What is asked: Write out all of the entries below word for word, leaving out the pictures.

..........

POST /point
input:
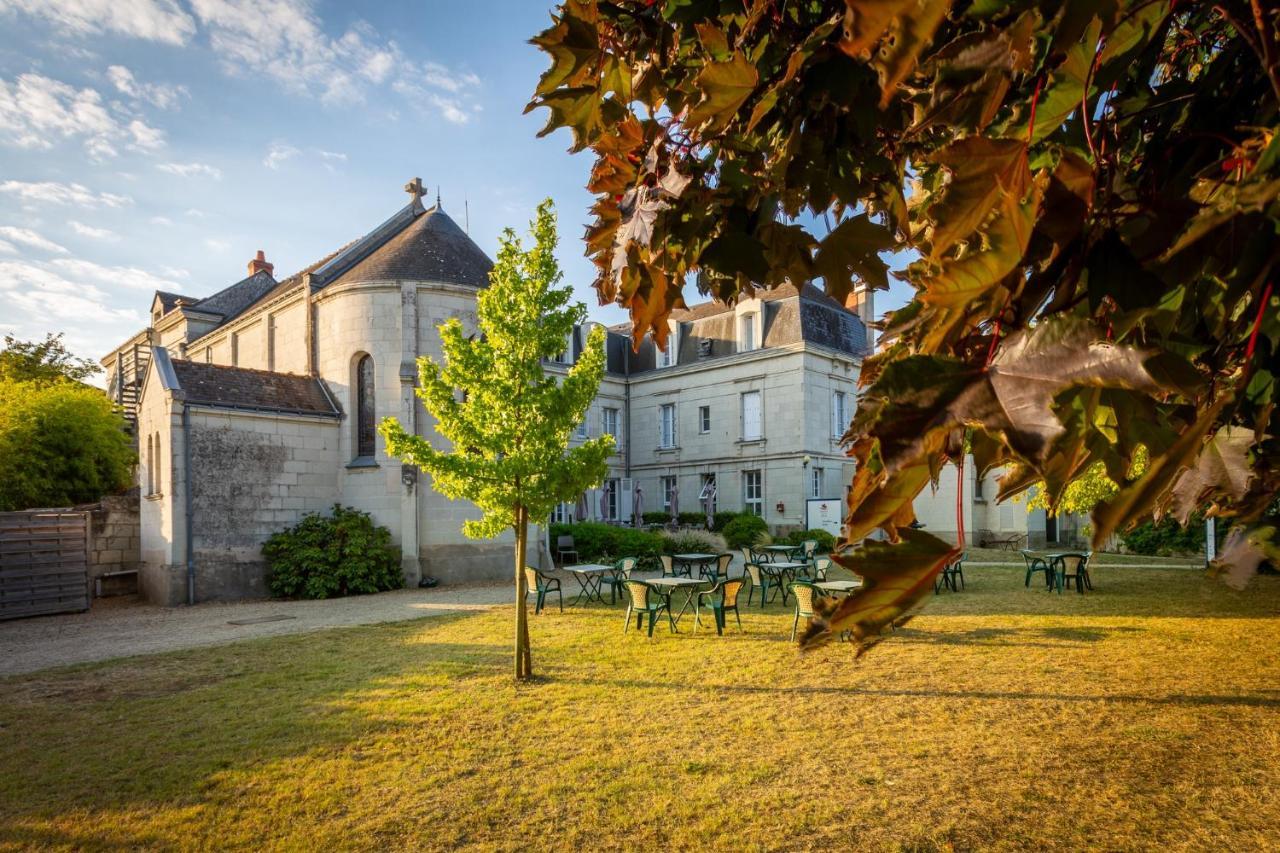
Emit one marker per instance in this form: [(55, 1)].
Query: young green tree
[(507, 420)]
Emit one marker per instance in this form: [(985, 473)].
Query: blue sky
[(158, 144)]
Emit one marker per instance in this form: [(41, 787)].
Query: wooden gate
[(44, 562)]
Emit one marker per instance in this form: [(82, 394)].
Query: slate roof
[(215, 384)]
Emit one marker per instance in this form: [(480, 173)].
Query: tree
[(42, 363), (60, 443), (507, 419), (1089, 191)]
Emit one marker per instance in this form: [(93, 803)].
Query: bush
[(689, 543), (606, 542), (1165, 538), (328, 556), (826, 542), (744, 530)]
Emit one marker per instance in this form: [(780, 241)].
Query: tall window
[(839, 414), (668, 492), (667, 425), (753, 427), (753, 493), (365, 411)]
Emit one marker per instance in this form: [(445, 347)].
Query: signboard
[(824, 514)]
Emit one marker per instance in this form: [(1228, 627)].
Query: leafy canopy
[(508, 420), (1091, 191)]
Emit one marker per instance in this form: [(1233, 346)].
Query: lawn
[(1146, 715)]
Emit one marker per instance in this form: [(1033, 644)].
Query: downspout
[(190, 510)]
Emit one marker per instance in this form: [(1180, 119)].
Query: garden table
[(589, 576), (668, 585), (690, 560)]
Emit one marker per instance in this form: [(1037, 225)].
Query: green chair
[(1034, 562), (643, 598), (804, 593), (721, 598), (542, 584), (622, 570), (1073, 566), (760, 579)]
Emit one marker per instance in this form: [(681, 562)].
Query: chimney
[(260, 265)]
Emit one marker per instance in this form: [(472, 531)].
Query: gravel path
[(126, 626)]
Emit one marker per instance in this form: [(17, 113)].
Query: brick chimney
[(260, 265)]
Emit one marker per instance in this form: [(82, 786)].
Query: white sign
[(824, 514)]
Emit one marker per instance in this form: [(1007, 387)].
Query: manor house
[(259, 404)]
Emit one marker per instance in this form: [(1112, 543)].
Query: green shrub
[(826, 542), (328, 556), (689, 543), (1166, 538), (744, 530), (598, 542)]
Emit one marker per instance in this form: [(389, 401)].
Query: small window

..........

Result of the exercise:
POST /point
input:
Emit one marker per instance in this form: [(55, 1)].
Query: young green tree
[(507, 420)]
Emit one marker per instance in this form: [(985, 473)].
Query: blue sky
[(158, 144)]
Emit one marker per instance in this form: [(41, 787)].
Query: wooden gate
[(44, 562)]
Emit one marker per instance in this form: [(82, 394)].
Query: slate roof
[(215, 384)]
Emit one marker per instance in this form: [(480, 173)].
Query: tree
[(42, 363), (60, 443), (507, 419), (1089, 191)]
Emit one marker per instance in this form: [(93, 803)].
Query: bush
[(689, 543), (606, 542), (1165, 538), (328, 556), (826, 542), (744, 530)]
Emit one marker per instance in this form: [(780, 241)].
Query: tall window
[(839, 414), (668, 492), (667, 425), (753, 427), (753, 493), (365, 411)]
Emit one marker per instance in this form: [(445, 347)].
Query: signboard
[(824, 514)]
Emit one marker per instance in this form: [(1228, 627)].
Query: leafy canopy
[(508, 420), (1091, 191)]
Emit one marker per instance in this form: [(1233, 346)].
Query: lawn
[(1146, 715)]
Emit one marker per instance in this form: [(1033, 644)].
Query: downspout
[(190, 510)]
Emit one marker per instance in this form: [(1180, 119)].
Query: garden table
[(589, 576), (668, 585), (690, 560)]
Emit one marker per instance in this form: [(1037, 225)].
Query: green chair
[(1034, 562), (643, 598), (804, 593), (721, 598), (542, 584), (622, 570), (1073, 566), (760, 579)]
Emit one marker per instance in this form: [(681, 562)].
Query: chimney
[(260, 265)]
Emit one marker per instance in this form: [(472, 531)].
Query: gravel path
[(126, 626)]
Emit one marker per instance in this form: [(17, 113)].
Query: brick chimney
[(260, 265)]
Emit one marker per instance in this form: [(82, 786)].
Query: white sign
[(824, 514)]
Emit one marker per instance in this form: [(1007, 387)].
Query: manor house
[(259, 404)]
Emit one marker per instance in this form: [(1112, 543)].
Query: green shrub
[(826, 542), (328, 556), (689, 543), (1166, 538), (744, 530), (598, 542)]
Emit one marker per instance in this form: [(389, 401)].
Query: small window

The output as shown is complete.